A quick demonstration of clustering performance evaluation
* use Sklearn.KMeans to fit a basic clustering model and 
* evaluate the clustering performance against the true label with normalised mutual information (NMI)

In [7]:
# evaluate clustering performance by normalised mutual information.
# use Kmeans to learn the clusters: use the first four rows as centroids
km_dataset2 = KMeans(n_clusters=4, init=dataset2[0:4,:]).fit(dataset2)
# should expect approximately < 0.35 performance by using Kmeans
normalized_mutual_info_score(km_dataset2.labels_, dataset2_labels)

  self._check_params(X)


0.30872980833029307

## Task 1. Spherical K-means

The first task is to implement a variant of K-means algorithm, which is called *Spherical K-means*. The algorithm follows a similar procedure as K-means but with slightly different assignment and update steps. In the following, we will explain the spherical K-means algorithm. 


**Initialisation step**: Start with randomly selecting $K$ data points as the centroid of $K$ clusters. 

**Assignment step**: *Spherical K-means* assigns a data point to the closest centroid based on *cosine distance* rather than Euclidean distance; specifically, for $i=1,\ldots, n$

$$z_i \leftarrow \arg\min_{k} \left (1- \frac{\mu_k^\top x_i }{\|\mu_k\| \cdot \|x_i\|}\right ),$$ where $\mu_k^\top x_i = \sum_{j=1}^d \mu_{kj} \cdot x_{ij}$ denotes the inner product and $\|x\|$ is $L_2$ norm of a vector $x$: $\|x\| = \sqrt{x^\top x}$.

**Update step**: *Spherical K-means* updates the centroids such that they are unit one vectors; for $k=1,\ldots, K$

$$\mu_k \leftarrow \frac{\sum_{i=1}^n I(z_i =k) \cdot x_i}{\|\sum_{i=1}^n I(z_i =k) \cdot x_i\|}.$$ Note that after the normalisation step, the centroids $\mu_k$ are norm-one vectors: i.e. $\|\mu_k\| = 1$ for $k=1,\ldots, K$.

**Repeat** the above two steps **until** the total cosine distance loss, defined as
$$\texttt{loss} = \sum_{i=1}^n \left (1- \frac{\mu_{z_i}^\top x_i }{\|\mu_{z_i}\| \cdot \|x_i\|}\right )$$ converges.



#### Task 1.1 Implementation of Spherical K-means

Your task is to complete the code for *assignment* and *update* steps at the given code template of `sphericalKmeans`.

The method `sphericalKmeans` has

**Inputs**:
* `data`: a $n\times d$ matrix to cluster, i.e. each row of $\texttt{data}$ is one observation $x_i$
* `K`: the number of the clusters
* `tol`: tolerence of error, which is used to check whether the loss has converged so the iteration can stop
* `maxIters`: the maximum number of iterations that is allowed

**Outputs**:
* `losses`: the whole trajectory of losses over the iterations
* `zs`: the clustering labels
* `us`: the learnt $K$ centroids

Feel free to write extra helper methods to make your implementation modularised. You may also rewrite the method altogether as long as your method respect the given mtehod's input/output signature.

What you are asked to do:
In the spherical K-means notes, condense the paragraph that begins "The first task is to implement" into one sentence that keeps its main facts. The rows have nothing to do with the spherical K-means notes.

Listed entries:

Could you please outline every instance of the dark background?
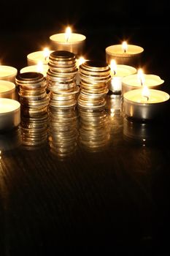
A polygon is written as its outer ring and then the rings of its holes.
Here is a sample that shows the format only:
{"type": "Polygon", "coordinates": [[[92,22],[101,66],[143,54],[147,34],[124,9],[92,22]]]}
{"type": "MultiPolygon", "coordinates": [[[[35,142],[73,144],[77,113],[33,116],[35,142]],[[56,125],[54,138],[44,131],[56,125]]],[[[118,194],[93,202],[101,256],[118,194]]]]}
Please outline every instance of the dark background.
{"type": "Polygon", "coordinates": [[[125,39],[144,48],[141,65],[145,72],[168,79],[168,1],[2,1],[0,10],[3,64],[18,69],[26,66],[28,53],[49,46],[50,36],[69,25],[73,32],[86,36],[86,59],[105,60],[105,48],[125,39]]]}

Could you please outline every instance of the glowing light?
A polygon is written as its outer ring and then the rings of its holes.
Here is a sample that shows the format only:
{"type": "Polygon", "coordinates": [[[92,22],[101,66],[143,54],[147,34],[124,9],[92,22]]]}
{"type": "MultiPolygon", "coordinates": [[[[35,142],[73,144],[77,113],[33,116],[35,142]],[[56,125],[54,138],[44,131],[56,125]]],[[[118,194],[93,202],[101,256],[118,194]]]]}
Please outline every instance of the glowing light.
{"type": "Polygon", "coordinates": [[[43,55],[44,55],[44,57],[45,57],[45,60],[46,60],[49,57],[50,53],[50,50],[47,48],[45,48],[43,50],[43,55]]]}
{"type": "Polygon", "coordinates": [[[150,91],[147,88],[147,86],[144,86],[143,89],[142,89],[142,94],[143,97],[147,98],[147,100],[148,101],[150,99],[150,91]]]}
{"type": "Polygon", "coordinates": [[[144,83],[144,77],[143,70],[142,69],[138,69],[137,77],[138,77],[138,79],[139,80],[141,86],[142,86],[144,83]]]}
{"type": "Polygon", "coordinates": [[[39,61],[36,65],[36,70],[37,72],[43,72],[43,63],[42,61],[39,61]]]}

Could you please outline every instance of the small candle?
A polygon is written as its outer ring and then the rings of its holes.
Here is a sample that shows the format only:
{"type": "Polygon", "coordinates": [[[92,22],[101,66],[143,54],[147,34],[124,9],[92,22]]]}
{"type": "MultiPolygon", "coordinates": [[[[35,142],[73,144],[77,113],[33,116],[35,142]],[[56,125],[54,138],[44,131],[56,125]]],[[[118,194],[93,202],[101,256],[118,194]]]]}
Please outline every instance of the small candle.
{"type": "Polygon", "coordinates": [[[81,34],[72,33],[69,27],[65,33],[53,34],[50,39],[55,50],[67,50],[75,55],[81,55],[86,37],[81,34]]]}
{"type": "Polygon", "coordinates": [[[122,80],[124,77],[136,73],[135,67],[117,64],[115,60],[111,61],[110,70],[112,79],[109,84],[109,89],[113,92],[122,91],[122,80]]]}
{"type": "Polygon", "coordinates": [[[42,73],[44,75],[44,77],[46,78],[48,69],[49,67],[47,64],[43,64],[42,61],[39,61],[37,65],[31,65],[25,67],[20,70],[20,72],[25,73],[27,72],[38,72],[39,73],[42,73]]]}
{"type": "Polygon", "coordinates": [[[128,45],[126,42],[123,42],[122,45],[108,46],[105,50],[107,63],[115,59],[120,64],[136,66],[144,48],[138,45],[128,45]]]}
{"type": "Polygon", "coordinates": [[[20,123],[20,103],[17,100],[0,98],[0,130],[6,131],[20,123]]]}
{"type": "Polygon", "coordinates": [[[144,85],[149,89],[161,89],[164,80],[158,75],[143,74],[139,69],[137,74],[123,78],[122,80],[122,94],[134,89],[142,89],[144,85]]]}
{"type": "MultiPolygon", "coordinates": [[[[144,88],[146,89],[146,88],[144,88]]],[[[123,95],[124,114],[136,119],[154,119],[164,116],[169,102],[169,94],[155,89],[135,89],[123,95]]]]}
{"type": "Polygon", "coordinates": [[[45,48],[43,50],[38,50],[34,53],[31,53],[27,55],[27,64],[37,65],[39,61],[42,61],[43,64],[47,65],[49,61],[50,54],[53,50],[50,50],[47,48],[45,48]]]}
{"type": "Polygon", "coordinates": [[[0,98],[15,98],[15,84],[12,82],[0,80],[0,98]]]}
{"type": "Polygon", "coordinates": [[[0,80],[15,83],[18,69],[10,66],[0,65],[0,80]]]}

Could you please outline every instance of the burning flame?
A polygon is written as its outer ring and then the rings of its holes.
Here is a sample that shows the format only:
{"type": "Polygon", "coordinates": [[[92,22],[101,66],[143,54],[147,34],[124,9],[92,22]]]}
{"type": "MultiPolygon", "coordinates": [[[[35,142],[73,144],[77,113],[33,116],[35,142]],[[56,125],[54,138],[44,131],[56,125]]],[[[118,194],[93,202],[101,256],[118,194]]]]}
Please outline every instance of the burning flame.
{"type": "Polygon", "coordinates": [[[113,73],[113,75],[115,75],[117,71],[117,64],[115,59],[112,59],[110,62],[110,69],[111,69],[111,73],[113,73]]]}
{"type": "Polygon", "coordinates": [[[43,55],[44,55],[44,57],[45,57],[45,60],[49,57],[50,53],[50,50],[47,48],[45,48],[43,50],[43,55]]]}
{"type": "Polygon", "coordinates": [[[39,72],[43,72],[43,63],[42,61],[39,61],[36,65],[36,70],[39,72]]]}
{"type": "Polygon", "coordinates": [[[142,86],[144,85],[144,77],[143,70],[142,69],[138,69],[137,76],[138,76],[138,79],[141,83],[141,86],[142,86]]]}
{"type": "Polygon", "coordinates": [[[124,53],[126,53],[127,49],[128,49],[128,44],[127,44],[127,42],[125,41],[123,42],[122,48],[123,48],[123,50],[124,53]]]}
{"type": "Polygon", "coordinates": [[[69,39],[70,39],[71,34],[72,34],[72,29],[69,26],[68,26],[66,29],[66,33],[65,33],[65,37],[66,37],[66,42],[68,42],[69,39]]]}

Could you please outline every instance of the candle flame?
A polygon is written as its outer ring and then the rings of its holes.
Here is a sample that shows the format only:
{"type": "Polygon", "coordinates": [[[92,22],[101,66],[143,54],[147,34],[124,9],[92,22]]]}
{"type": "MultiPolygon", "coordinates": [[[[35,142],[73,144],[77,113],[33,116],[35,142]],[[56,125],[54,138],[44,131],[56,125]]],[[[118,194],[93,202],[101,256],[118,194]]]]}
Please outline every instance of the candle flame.
{"type": "Polygon", "coordinates": [[[147,86],[144,86],[144,88],[142,89],[142,94],[143,97],[147,98],[147,101],[149,100],[149,99],[150,99],[150,91],[149,91],[147,86]]]}
{"type": "Polygon", "coordinates": [[[49,57],[50,53],[50,50],[47,47],[45,48],[44,48],[44,50],[43,50],[43,55],[44,55],[45,61],[49,57]]]}
{"type": "Polygon", "coordinates": [[[138,69],[137,76],[138,76],[138,79],[139,80],[139,82],[141,83],[141,86],[142,86],[144,85],[144,77],[143,70],[142,69],[138,69]]]}
{"type": "Polygon", "coordinates": [[[111,73],[113,73],[113,75],[115,75],[116,74],[116,70],[117,70],[117,64],[115,59],[112,59],[110,61],[110,69],[111,69],[111,73]]]}
{"type": "Polygon", "coordinates": [[[70,39],[71,34],[72,34],[72,29],[69,26],[68,26],[66,29],[66,33],[65,33],[65,37],[66,37],[66,42],[68,42],[69,39],[70,39]]]}
{"type": "Polygon", "coordinates": [[[43,69],[44,69],[43,63],[42,61],[39,61],[37,63],[37,65],[36,65],[36,70],[39,72],[43,72],[43,69]]]}
{"type": "Polygon", "coordinates": [[[124,53],[126,53],[127,49],[128,49],[128,44],[127,44],[127,42],[125,42],[125,41],[123,42],[123,43],[122,43],[122,48],[123,48],[123,50],[124,53]]]}

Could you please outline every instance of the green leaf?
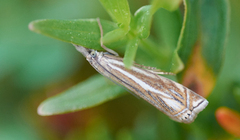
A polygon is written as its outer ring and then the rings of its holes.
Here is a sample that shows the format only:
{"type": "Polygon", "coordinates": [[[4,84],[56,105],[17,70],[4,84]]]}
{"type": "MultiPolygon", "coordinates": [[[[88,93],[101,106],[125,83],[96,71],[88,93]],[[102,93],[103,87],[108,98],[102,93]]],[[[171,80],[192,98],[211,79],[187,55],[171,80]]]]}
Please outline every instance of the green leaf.
{"type": "Polygon", "coordinates": [[[126,34],[127,34],[127,32],[124,29],[118,28],[116,30],[106,33],[103,36],[102,41],[103,41],[104,45],[107,45],[112,42],[118,41],[119,39],[123,38],[126,34]]]}
{"type": "Polygon", "coordinates": [[[100,0],[100,2],[119,26],[119,29],[106,32],[103,36],[103,43],[107,45],[123,38],[128,33],[131,13],[127,0],[100,0]]]}
{"type": "Polygon", "coordinates": [[[139,8],[134,14],[134,23],[131,27],[136,30],[139,38],[145,39],[150,34],[152,14],[150,13],[151,5],[139,8]]]}
{"type": "Polygon", "coordinates": [[[240,104],[240,83],[237,83],[233,87],[233,95],[236,101],[240,104]]]}
{"type": "Polygon", "coordinates": [[[123,93],[123,88],[101,75],[96,75],[59,95],[46,99],[38,107],[38,114],[48,116],[83,110],[117,98],[123,93]]]}
{"type": "Polygon", "coordinates": [[[184,85],[206,97],[220,72],[228,32],[226,0],[185,0],[178,53],[186,66],[179,75],[184,85]]]}
{"type": "Polygon", "coordinates": [[[134,62],[134,58],[137,53],[139,39],[133,38],[127,44],[127,49],[123,58],[123,62],[126,68],[130,68],[134,62]]]}
{"type": "Polygon", "coordinates": [[[99,0],[111,18],[128,31],[131,14],[127,0],[99,0]]]}
{"type": "MultiPolygon", "coordinates": [[[[154,15],[154,29],[160,42],[159,50],[165,54],[164,62],[168,66],[167,71],[178,73],[184,68],[177,53],[177,42],[182,26],[180,11],[170,12],[159,9],[154,15]]],[[[160,54],[160,53],[159,53],[160,54]]]]}
{"type": "MultiPolygon", "coordinates": [[[[101,20],[101,24],[104,33],[117,29],[117,25],[113,22],[101,20]]],[[[29,29],[64,42],[102,50],[100,46],[100,29],[96,19],[36,20],[29,24],[29,29]]],[[[119,40],[108,44],[107,47],[113,48],[123,42],[124,40],[119,40]]]]}
{"type": "Polygon", "coordinates": [[[155,13],[159,8],[175,11],[178,9],[181,2],[182,0],[153,0],[151,13],[155,13]]]}

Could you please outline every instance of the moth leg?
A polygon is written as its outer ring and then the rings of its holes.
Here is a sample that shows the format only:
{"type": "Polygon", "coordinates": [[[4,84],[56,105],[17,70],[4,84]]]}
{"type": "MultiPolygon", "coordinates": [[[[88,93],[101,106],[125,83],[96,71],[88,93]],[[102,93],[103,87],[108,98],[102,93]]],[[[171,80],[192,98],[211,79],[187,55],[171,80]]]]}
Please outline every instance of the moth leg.
{"type": "Polygon", "coordinates": [[[148,71],[150,71],[150,72],[152,72],[152,73],[155,73],[155,74],[176,75],[175,73],[165,72],[165,71],[162,71],[162,70],[157,69],[157,68],[155,68],[155,67],[144,66],[144,65],[137,64],[137,63],[134,63],[133,65],[136,66],[136,67],[142,68],[142,69],[146,69],[146,70],[148,70],[148,71]]]}
{"type": "Polygon", "coordinates": [[[103,41],[102,41],[102,38],[103,38],[103,29],[102,29],[102,24],[100,22],[100,19],[97,18],[97,22],[98,22],[98,26],[99,26],[99,29],[100,29],[100,33],[101,33],[101,38],[100,38],[100,44],[101,44],[101,47],[106,50],[107,52],[115,55],[115,56],[119,56],[117,52],[115,52],[114,50],[111,50],[109,48],[107,48],[105,45],[103,45],[103,41]]]}

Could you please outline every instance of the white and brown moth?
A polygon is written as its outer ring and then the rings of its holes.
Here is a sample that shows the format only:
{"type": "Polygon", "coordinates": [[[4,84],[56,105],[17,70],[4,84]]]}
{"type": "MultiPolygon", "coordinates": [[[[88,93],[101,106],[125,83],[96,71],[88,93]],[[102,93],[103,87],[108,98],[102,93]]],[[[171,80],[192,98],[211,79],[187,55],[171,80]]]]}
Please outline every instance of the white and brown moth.
{"type": "Polygon", "coordinates": [[[208,101],[185,86],[158,74],[151,68],[141,68],[134,64],[131,69],[124,67],[123,58],[107,48],[102,43],[103,30],[100,20],[97,19],[101,32],[101,47],[107,52],[97,52],[82,46],[74,45],[87,61],[103,76],[120,84],[140,96],[171,119],[192,123],[207,105],[208,101]]]}
{"type": "Polygon", "coordinates": [[[152,70],[124,67],[123,59],[74,45],[103,76],[123,85],[177,122],[191,123],[208,101],[192,90],[152,70]]]}

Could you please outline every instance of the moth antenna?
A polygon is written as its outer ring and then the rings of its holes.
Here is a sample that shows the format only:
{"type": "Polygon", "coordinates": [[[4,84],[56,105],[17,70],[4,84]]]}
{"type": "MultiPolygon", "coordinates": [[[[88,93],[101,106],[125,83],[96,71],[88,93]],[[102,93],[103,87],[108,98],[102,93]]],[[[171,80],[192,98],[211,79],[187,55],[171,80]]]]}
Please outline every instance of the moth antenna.
{"type": "Polygon", "coordinates": [[[146,70],[148,70],[152,73],[155,73],[155,74],[176,75],[175,73],[165,72],[165,71],[162,71],[161,69],[157,69],[156,67],[144,66],[144,65],[137,64],[137,63],[134,63],[133,65],[138,67],[138,68],[146,69],[146,70]]]}

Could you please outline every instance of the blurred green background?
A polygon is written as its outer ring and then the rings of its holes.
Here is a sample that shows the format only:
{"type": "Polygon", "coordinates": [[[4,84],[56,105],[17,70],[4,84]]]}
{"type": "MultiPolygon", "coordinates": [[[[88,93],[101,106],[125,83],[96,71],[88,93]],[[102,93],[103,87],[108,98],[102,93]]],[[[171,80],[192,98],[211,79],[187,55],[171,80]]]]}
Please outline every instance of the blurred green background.
{"type": "MultiPolygon", "coordinates": [[[[33,33],[28,24],[36,19],[110,17],[98,0],[1,0],[0,140],[232,138],[214,116],[219,106],[240,112],[232,92],[240,82],[240,2],[229,2],[224,67],[208,98],[209,106],[196,123],[186,125],[173,122],[131,94],[75,113],[39,116],[37,107],[43,100],[97,72],[71,44],[33,33]]],[[[129,0],[129,4],[134,13],[149,1],[129,0]]]]}

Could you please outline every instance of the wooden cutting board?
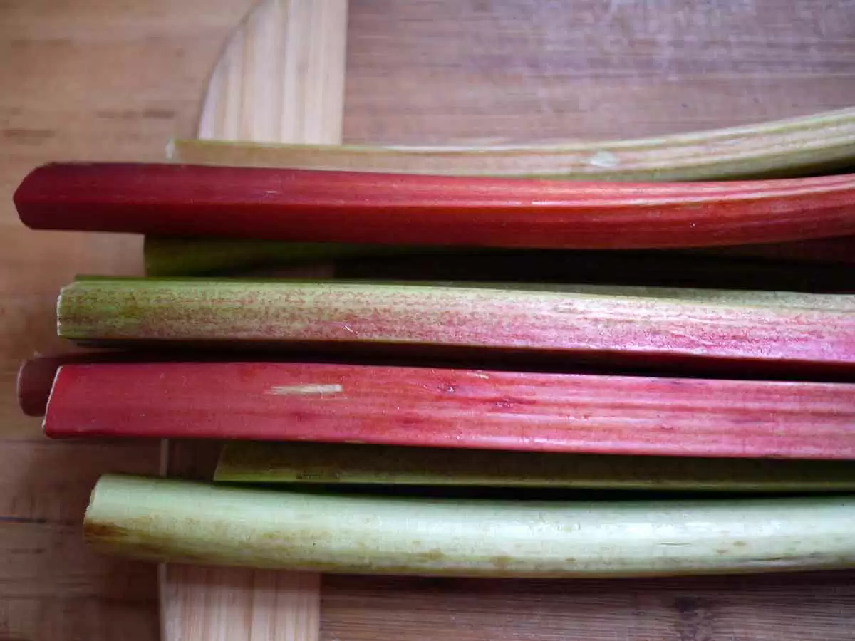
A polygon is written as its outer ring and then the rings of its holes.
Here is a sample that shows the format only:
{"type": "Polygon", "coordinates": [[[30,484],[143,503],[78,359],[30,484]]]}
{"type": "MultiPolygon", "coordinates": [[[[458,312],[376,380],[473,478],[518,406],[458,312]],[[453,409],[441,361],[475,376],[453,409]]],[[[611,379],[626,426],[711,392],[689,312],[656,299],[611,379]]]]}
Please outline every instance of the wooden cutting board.
{"type": "MultiPolygon", "coordinates": [[[[596,3],[575,3],[577,7],[593,4],[596,3]]],[[[633,25],[641,20],[645,27],[652,30],[652,40],[646,46],[662,49],[658,56],[650,58],[659,67],[641,71],[663,76],[666,84],[651,88],[629,77],[624,82],[616,81],[610,92],[581,92],[579,101],[587,101],[581,117],[593,123],[592,132],[603,130],[612,135],[635,134],[629,127],[621,131],[620,124],[610,122],[611,119],[625,119],[634,95],[641,96],[640,106],[649,110],[644,115],[649,121],[643,133],[719,124],[706,122],[702,117],[693,122],[681,117],[679,126],[669,121],[669,114],[687,106],[681,103],[678,106],[675,96],[679,86],[669,87],[667,82],[679,81],[687,68],[710,68],[706,92],[700,95],[713,103],[719,113],[725,105],[732,110],[734,104],[751,99],[753,91],[750,87],[735,82],[737,88],[730,86],[733,79],[728,74],[733,71],[722,68],[714,54],[699,50],[694,52],[695,59],[687,61],[676,50],[667,50],[669,45],[665,43],[683,28],[681,25],[685,19],[681,16],[688,11],[685,3],[680,3],[681,13],[677,16],[668,13],[668,5],[675,3],[641,3],[631,10],[619,0],[602,4],[598,13],[592,11],[591,17],[618,23],[624,21],[623,38],[635,37],[631,31],[633,25]],[[733,104],[728,104],[730,102],[733,104]],[[663,109],[662,113],[655,111],[657,106],[663,109]],[[604,128],[601,121],[608,123],[604,128]]],[[[551,9],[535,12],[541,21],[549,20],[550,11],[563,12],[571,6],[544,5],[551,9]]],[[[752,7],[754,13],[746,5],[729,15],[725,14],[723,20],[736,20],[737,15],[744,19],[748,15],[759,23],[758,6],[752,3],[752,7]]],[[[763,10],[771,12],[770,7],[763,10]]],[[[471,10],[489,12],[489,3],[475,3],[471,10]]],[[[587,17],[580,16],[579,28],[598,28],[587,23],[587,17]]],[[[722,16],[712,9],[709,18],[722,20],[722,16]]],[[[346,0],[262,3],[236,31],[215,68],[201,112],[198,136],[256,142],[341,143],[346,26],[346,0]]],[[[548,25],[539,28],[545,30],[547,44],[561,42],[563,34],[551,33],[548,25]]],[[[603,29],[602,25],[599,28],[603,29]]],[[[728,28],[719,25],[714,31],[720,35],[728,28]]],[[[523,38],[518,31],[514,34],[517,39],[523,38]]],[[[452,56],[439,53],[440,57],[453,62],[454,56],[466,55],[465,33],[457,35],[461,38],[457,50],[452,56]]],[[[643,38],[639,40],[644,43],[643,38]]],[[[590,50],[578,52],[581,68],[567,70],[570,79],[575,71],[581,73],[585,67],[610,56],[608,42],[589,44],[590,50]]],[[[722,46],[720,42],[706,44],[722,46]]],[[[522,46],[526,48],[524,42],[522,46]]],[[[640,46],[643,49],[645,44],[640,46]]],[[[551,64],[552,52],[548,47],[542,52],[532,50],[532,53],[537,57],[527,61],[524,57],[515,59],[506,50],[508,59],[504,62],[498,60],[497,68],[503,64],[522,64],[519,79],[524,88],[525,74],[530,72],[525,64],[551,64]]],[[[643,68],[650,60],[640,58],[639,65],[643,68]]],[[[752,58],[730,61],[729,64],[774,66],[772,61],[752,58]]],[[[488,68],[484,73],[492,71],[488,68]]],[[[455,73],[453,64],[447,73],[455,73]]],[[[762,75],[756,80],[765,82],[762,75]]],[[[437,85],[441,87],[441,82],[437,85]]],[[[402,87],[404,103],[407,89],[402,87]]],[[[505,98],[511,103],[518,102],[519,91],[520,88],[505,78],[492,96],[481,98],[483,106],[480,109],[501,115],[506,109],[505,98]]],[[[436,98],[441,103],[443,96],[438,94],[436,98]]],[[[536,119],[549,98],[528,99],[534,103],[526,104],[523,100],[522,109],[531,109],[532,117],[536,119]]],[[[767,117],[777,115],[771,107],[767,111],[767,117]]],[[[516,126],[517,122],[513,119],[509,124],[514,126],[503,135],[484,137],[481,142],[526,139],[525,126],[516,126]]],[[[474,126],[477,128],[477,125],[474,126]]],[[[575,128],[580,127],[577,125],[575,128]]],[[[540,132],[536,137],[566,138],[560,131],[550,134],[540,132]]],[[[179,474],[207,476],[214,450],[174,444],[171,470],[179,474]]],[[[848,638],[855,618],[855,590],[849,587],[851,579],[851,574],[842,573],[602,582],[328,577],[321,588],[321,577],[314,574],[168,566],[161,570],[162,617],[165,641],[316,641],[321,637],[321,603],[322,636],[336,641],[425,638],[794,640],[806,638],[808,630],[811,638],[832,639],[848,638]]]]}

Output:
The first task is to implement Spherical K-means, a K-means variant that follows a similar procedure but with slightly different assignment and update steps, which are explained next.